**What you are asked to do**: According to the proposal, what would be grounds for rejecting a submitted paper?

a) My proposal has four components. At the core would be a wiki containing three major components: (a) an annotated and organized bibliography of published papers, (b) an organized set of ML experiment designs and analysis pipelines (with code), (c) an organized set of mathematical results and analysis techniques for proving results in optimization and learning theory.
b) This wiki would be maintained by the research community with the senior editors belonging to three panels: (a) subject expert panel of people who keep up-to-date within some research area, (b) methodology expert panel of experts in experiment design and statistical analysis, (c) mathematical panel of experts in the analysis of ML algorithms. Serving as a senior editor would be viewed as a prestigious career path with associated visibility and rewards. Senior editors would be well-placed to give keynotes and tutorials.
c) Authors would be expected to consult this wiki to identify relevant research results and methods. Failure to cite relevant work or methods that appear in the wiki would be grounds for rejection.
d) The second component: A submitted paper would include a structured abstract and a structured appendix. The abstract would state the motivation, research question, methods, and contributions.
e) The appendix would contain (a) An explanation for which wiki categories (and hence, prior work) they think are relevant and which ones are not relevant (but might appear to be relevant to a naive reader) (b) Pseudo-code of the experimental design and analysis pipeline (with access to the underlying code). A filled out checklist confirming that they followed best practices (i.e., they did not commit any of the common mistakes). (c) Statement and proof of all formal results. The purpose of this structure is the help the authors identify weaknesses prior to submitting the paper.
f) Component 3: Every paper is assigned an editor/mentor whose job is to help the authors improve the paper. The editor reads the paper and provides feedback on the "story": Are the motivation and claims well-supported by evidence? Is the research question interesting?
g) Will readers learn something? The editor checks that the appendix is complete (but does not check correctness of methods or proofs); the editor checks that the relevant prior research and experimental methods have been correctly identified and described. If necessary, the editor can post queries to a quora-like system where the subject experts, methodology experts, and math experts can post answers.

**Information provided**:
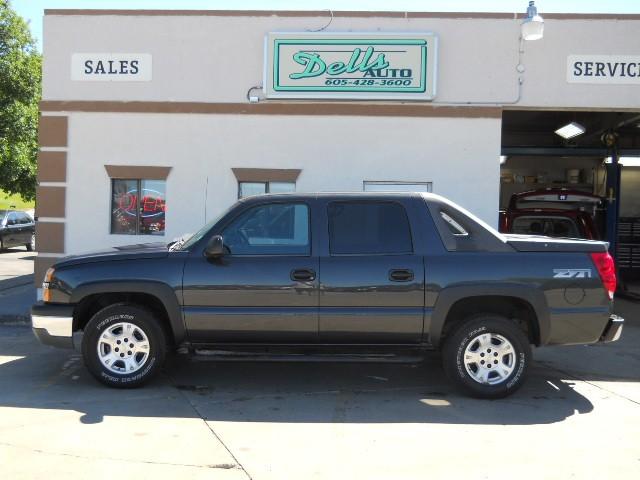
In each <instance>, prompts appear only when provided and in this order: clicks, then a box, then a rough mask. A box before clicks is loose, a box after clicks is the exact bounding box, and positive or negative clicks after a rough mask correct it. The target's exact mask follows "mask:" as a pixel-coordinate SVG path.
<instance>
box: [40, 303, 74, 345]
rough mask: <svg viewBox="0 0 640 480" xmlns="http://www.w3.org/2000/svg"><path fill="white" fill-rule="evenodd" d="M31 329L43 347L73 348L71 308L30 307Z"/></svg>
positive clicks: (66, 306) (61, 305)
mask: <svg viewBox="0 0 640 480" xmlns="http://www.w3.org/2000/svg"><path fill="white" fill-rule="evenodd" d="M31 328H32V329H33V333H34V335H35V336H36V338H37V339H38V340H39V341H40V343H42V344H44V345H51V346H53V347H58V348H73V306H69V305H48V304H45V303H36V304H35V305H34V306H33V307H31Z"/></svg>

...

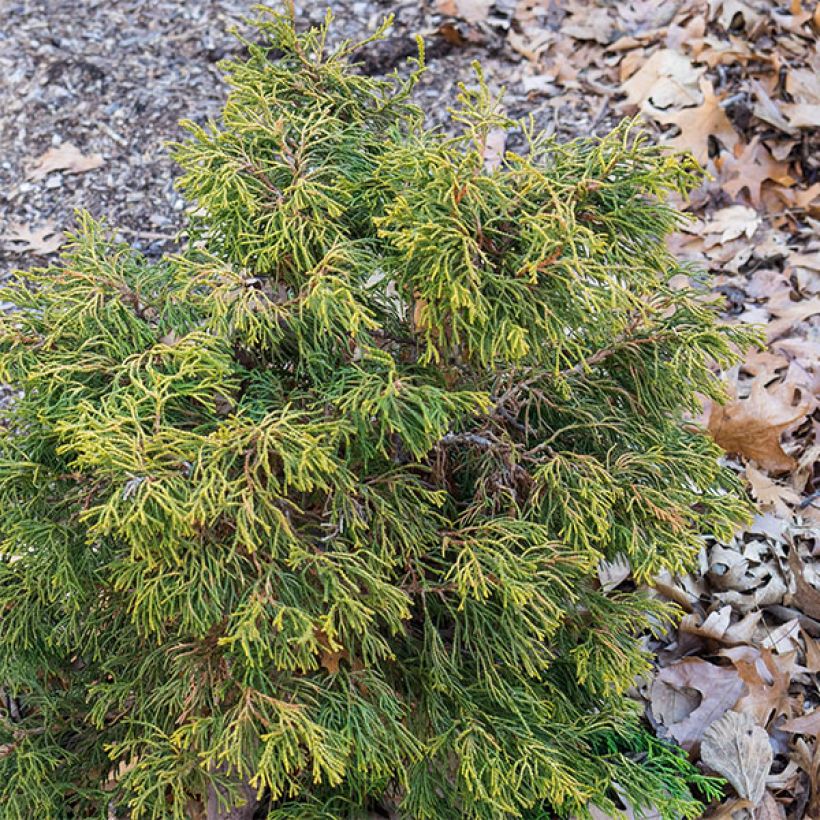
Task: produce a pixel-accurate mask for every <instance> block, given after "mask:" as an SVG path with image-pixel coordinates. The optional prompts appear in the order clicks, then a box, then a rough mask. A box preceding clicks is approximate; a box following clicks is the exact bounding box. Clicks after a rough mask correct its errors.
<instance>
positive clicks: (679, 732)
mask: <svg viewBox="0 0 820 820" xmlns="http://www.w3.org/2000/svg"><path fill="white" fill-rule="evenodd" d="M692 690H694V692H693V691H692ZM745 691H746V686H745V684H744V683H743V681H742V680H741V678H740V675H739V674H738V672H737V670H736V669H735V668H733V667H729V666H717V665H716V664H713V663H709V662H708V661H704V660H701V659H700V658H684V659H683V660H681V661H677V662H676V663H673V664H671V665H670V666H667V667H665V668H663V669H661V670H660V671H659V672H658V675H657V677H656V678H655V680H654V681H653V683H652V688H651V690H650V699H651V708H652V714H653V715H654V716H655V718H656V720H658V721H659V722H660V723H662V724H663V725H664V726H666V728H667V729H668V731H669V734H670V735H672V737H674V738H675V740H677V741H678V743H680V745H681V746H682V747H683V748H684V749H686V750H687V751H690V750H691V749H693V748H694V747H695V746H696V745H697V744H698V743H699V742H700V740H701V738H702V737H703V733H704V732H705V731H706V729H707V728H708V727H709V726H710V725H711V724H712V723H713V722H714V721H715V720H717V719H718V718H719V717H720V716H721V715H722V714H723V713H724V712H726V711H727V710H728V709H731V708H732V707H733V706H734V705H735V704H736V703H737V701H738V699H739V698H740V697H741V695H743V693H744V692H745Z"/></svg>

* * *

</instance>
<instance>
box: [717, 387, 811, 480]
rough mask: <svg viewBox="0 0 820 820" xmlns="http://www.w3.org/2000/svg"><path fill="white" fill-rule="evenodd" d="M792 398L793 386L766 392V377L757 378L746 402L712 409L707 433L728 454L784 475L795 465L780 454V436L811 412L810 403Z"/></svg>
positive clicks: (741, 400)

**Exercise result**: Failure to cite relevant work or methods that appear in the wiki.